Study text:
▬▬▬

A new species of Struthanthus Mart. (Loranthaceae) from Oaxaca, Mexico

Maria Guadalupe Maldonado-Borja; Rosa Cerros-Tlatilpa; Luis Gil Galván-González

doi:10.3897/phytokeys.225.101238

Abstract

Struthanthus ibe-dzi sp. nov. is a new species described and illustrated from the cloud and pine-oak forests of the Sierra Madre del Sur in Oaxaca, Mexico. This species shares similarities of leaf shape and inflorescence type with S. deppeanus, S. quercicola, and S. ramiro-cruzii. However, S. ibe-dzi can be recognized by its glaucous branches, leaves and inflorescences; compressed nodes; convoluted distal half of styles in pistillate flowers; and staminate flowers with asymmetrical thecae and an extended connective forming an apiculate horn in both anther series. A distribution map and an identification key are provided to separate S. ibe-dzi from morphologically similar congeners present in the region.

Struthanthus ibe-dzi sp. nov., es una nueva especie descrita e ilustrada de los bosques de niebla y de pino-encino de la Sierra Madre del Sur en Oaxaca (México). La nueva especie se puede confundir con S. deppeanus, S. quercicola, y S. ramiro-cruzii por la forma de la hoja y el tipo de inflorescencia. Sin embargo, S. ibe-dzi se distingue por sus ramas, hojas e inflorescencias glaucas; sus nodos comprimidos; flores pistiladas con el estilo convoluto desde la mitad hacia la parte distal; y flores estaminadas con tecas asimétricas y un conectivo extendido apiculado en forma de cuerno en la serie baja de las anteras. Se incluye un mapa de distribución y una clave de identificación para separar S. ibe-dzi de sus congéneres regionales morfológicamente similares.

▬▬▬

Source material:
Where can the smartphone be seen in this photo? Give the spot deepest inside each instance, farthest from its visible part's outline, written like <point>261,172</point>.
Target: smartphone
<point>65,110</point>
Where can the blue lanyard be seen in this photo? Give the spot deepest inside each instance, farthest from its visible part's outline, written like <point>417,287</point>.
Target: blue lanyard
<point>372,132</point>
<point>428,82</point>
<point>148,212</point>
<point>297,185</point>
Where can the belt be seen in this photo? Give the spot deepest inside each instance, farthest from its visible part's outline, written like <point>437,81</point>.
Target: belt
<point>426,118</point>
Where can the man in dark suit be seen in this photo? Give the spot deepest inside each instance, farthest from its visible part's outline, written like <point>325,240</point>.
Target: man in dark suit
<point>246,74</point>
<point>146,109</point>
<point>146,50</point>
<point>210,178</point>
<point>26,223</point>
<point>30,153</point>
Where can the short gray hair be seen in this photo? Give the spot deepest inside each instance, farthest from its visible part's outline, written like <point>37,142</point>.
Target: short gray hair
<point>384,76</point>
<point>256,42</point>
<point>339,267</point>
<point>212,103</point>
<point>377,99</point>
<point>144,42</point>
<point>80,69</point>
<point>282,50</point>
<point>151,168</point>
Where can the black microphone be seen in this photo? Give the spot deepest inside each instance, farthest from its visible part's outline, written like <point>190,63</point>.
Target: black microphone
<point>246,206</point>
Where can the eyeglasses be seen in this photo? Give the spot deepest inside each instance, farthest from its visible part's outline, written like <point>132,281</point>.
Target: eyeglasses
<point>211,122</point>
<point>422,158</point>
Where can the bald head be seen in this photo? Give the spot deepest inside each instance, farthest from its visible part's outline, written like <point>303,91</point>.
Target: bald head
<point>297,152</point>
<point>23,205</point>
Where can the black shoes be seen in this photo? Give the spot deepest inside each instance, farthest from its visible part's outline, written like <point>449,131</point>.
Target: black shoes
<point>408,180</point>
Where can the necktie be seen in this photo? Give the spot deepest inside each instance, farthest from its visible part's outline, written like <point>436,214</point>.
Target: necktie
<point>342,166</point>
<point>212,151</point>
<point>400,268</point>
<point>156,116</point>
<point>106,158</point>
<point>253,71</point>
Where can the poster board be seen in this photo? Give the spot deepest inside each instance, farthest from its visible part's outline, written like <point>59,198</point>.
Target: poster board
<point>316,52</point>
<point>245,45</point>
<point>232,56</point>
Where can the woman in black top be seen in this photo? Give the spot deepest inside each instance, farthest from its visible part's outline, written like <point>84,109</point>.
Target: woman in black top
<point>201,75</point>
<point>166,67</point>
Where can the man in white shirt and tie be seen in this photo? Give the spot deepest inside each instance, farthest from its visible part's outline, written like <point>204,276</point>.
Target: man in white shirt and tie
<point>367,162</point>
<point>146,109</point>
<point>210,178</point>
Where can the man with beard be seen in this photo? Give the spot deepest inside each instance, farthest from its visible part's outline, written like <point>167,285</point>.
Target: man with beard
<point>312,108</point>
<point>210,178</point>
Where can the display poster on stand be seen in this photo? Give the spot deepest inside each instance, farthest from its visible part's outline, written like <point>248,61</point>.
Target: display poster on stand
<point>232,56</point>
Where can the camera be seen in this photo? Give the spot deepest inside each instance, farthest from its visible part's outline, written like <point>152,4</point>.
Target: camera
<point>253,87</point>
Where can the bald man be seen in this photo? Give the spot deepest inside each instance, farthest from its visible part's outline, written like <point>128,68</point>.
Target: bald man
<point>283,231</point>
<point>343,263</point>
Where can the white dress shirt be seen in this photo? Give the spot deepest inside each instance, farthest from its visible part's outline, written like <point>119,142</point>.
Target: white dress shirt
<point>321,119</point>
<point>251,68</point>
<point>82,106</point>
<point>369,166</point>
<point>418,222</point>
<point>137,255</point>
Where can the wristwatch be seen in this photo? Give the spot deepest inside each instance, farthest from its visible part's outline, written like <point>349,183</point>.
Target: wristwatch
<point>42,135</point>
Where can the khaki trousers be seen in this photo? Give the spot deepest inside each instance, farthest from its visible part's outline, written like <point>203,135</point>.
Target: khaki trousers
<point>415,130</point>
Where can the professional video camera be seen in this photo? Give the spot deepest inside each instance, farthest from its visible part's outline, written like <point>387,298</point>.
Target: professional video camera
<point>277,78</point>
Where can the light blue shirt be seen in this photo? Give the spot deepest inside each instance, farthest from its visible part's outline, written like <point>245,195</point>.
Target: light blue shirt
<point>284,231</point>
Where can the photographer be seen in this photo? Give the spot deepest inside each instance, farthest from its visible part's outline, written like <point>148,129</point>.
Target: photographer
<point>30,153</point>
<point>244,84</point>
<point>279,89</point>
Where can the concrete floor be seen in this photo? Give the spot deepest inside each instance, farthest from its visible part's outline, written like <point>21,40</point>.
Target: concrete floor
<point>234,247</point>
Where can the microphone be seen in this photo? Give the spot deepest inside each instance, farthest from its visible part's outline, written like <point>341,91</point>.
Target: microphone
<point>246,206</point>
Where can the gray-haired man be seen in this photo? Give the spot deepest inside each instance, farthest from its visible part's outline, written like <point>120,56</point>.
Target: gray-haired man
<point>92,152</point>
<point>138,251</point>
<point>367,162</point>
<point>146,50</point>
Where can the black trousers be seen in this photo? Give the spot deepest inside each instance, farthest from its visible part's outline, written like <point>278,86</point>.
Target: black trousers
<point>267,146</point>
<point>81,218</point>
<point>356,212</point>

▬▬▬

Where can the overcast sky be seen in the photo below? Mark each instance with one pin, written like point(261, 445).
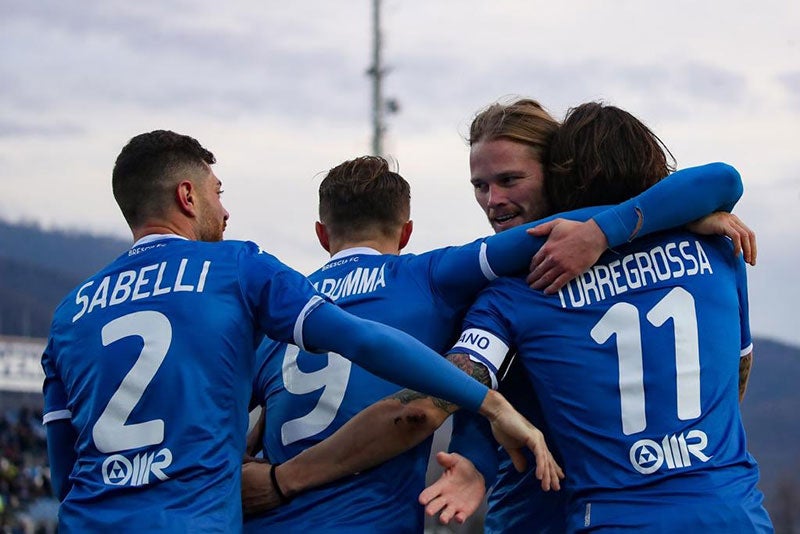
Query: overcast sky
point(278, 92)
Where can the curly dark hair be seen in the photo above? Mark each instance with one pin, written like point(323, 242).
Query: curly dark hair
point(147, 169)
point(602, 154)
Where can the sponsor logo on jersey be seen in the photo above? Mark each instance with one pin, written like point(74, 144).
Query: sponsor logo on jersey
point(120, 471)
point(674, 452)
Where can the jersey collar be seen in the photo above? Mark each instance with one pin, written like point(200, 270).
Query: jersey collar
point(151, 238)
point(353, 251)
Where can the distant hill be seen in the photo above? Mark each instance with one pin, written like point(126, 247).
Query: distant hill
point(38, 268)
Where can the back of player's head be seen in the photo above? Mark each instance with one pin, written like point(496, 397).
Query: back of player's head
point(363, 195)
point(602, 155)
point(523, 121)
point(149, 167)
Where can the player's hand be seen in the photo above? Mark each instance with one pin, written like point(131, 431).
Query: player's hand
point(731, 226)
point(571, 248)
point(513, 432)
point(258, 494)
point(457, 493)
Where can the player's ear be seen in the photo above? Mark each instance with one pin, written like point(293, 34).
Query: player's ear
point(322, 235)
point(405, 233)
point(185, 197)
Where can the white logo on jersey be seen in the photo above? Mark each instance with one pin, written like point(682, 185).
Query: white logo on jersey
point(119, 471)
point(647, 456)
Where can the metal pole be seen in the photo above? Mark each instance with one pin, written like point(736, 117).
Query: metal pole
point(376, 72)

▬▬▬

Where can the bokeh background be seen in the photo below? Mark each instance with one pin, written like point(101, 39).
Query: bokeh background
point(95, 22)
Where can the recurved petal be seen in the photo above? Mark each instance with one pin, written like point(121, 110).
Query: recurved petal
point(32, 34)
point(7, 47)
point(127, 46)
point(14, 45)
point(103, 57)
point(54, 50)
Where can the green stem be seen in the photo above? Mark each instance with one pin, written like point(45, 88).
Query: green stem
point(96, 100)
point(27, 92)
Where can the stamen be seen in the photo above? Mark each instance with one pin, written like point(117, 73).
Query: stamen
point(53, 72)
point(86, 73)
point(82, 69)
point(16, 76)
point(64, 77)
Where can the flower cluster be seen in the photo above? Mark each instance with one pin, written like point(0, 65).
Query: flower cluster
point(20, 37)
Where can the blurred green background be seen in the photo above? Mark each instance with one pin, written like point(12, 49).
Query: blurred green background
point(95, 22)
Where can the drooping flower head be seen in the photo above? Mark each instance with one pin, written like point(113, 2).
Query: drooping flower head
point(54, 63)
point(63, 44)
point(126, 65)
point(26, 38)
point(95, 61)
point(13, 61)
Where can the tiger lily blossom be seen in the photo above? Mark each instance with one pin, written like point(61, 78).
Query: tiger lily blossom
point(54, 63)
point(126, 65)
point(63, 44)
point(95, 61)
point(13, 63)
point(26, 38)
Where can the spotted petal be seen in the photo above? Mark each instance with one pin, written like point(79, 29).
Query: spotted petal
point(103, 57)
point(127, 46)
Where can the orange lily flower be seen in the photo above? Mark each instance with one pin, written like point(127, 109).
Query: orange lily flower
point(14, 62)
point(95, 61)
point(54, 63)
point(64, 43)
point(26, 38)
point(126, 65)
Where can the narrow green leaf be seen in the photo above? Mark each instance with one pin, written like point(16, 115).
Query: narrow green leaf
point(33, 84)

▬▬▬

What is needed: According to the abstract, which mountain range's forests does Struthanthus ibe-dzi come from? The data have no connection to the abstract.

Response below: The Sierra Madre del Sur in Oaxaca, Mexico.